EXERCISE OBJECTIVE: Could you return, word for word, the stretch of the passage on vocational training and construction productivity between "A more recent" and "Are The Outcomes?", inclusive?

The Joyce review concluded ‘the sector needs to be more active in emerging skills areas in order to be seen as a more modern method of education’ and the essential role for VET is training new entrants and upgrading the skills of current workers as digitisation and automation spread through the economy, including support for second chance learners needing foundation language, literacy, numeracy and digital skills.

 

A more recent 2024 review of NSW VET made 21 recommendations, including better governance, funding and pricing, with industry compacts, regional skills plans, microcredentials, updated curricula, and apprenticeship roadmaps. Other recommendations were for the government to employ apprentices, particularly in regional areas, provide support to VET teachers, simplify the complex and highly prescriptive approach to VET qualifications, expand pathways to entry for teachers, and invest in facilities. 

 

 

How Significant Are The Outcomes?  

 

None of the productivity issues in the PC paper are new and can be found in many other reports on the industry, and the recommended reforms are peculiarly limited. For context, below are the recommendations of four comparable reports on construction productivity that show how constrained the PC’s reform directions are, two in 2024 from the NSW Productivity and Equality Commission and McKinsey, and two older reports from the CIOB on the U.K. and the McKinsey Global Institute on the U.S.

DATASET:
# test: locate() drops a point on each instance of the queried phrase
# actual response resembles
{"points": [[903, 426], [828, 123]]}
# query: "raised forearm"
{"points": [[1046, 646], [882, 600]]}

ANSWER TO THIS EXERCISE:
A more recent 2024 review of NSW VET made 21 recommendations, including better governance, funding and pricing, with industry compacts, regional skills plans, microcredentials, updated curricula, and apprenticeship roadmaps. Other recommendations were for the government to employ apprentices, particularly in regional areas, provide support to VET teachers, simplify the complex and highly prescriptive approach to VET qualifications, expand pathways to entry for teachers, and invest in facilities. 

 

 

How Significant Are The Outcomes?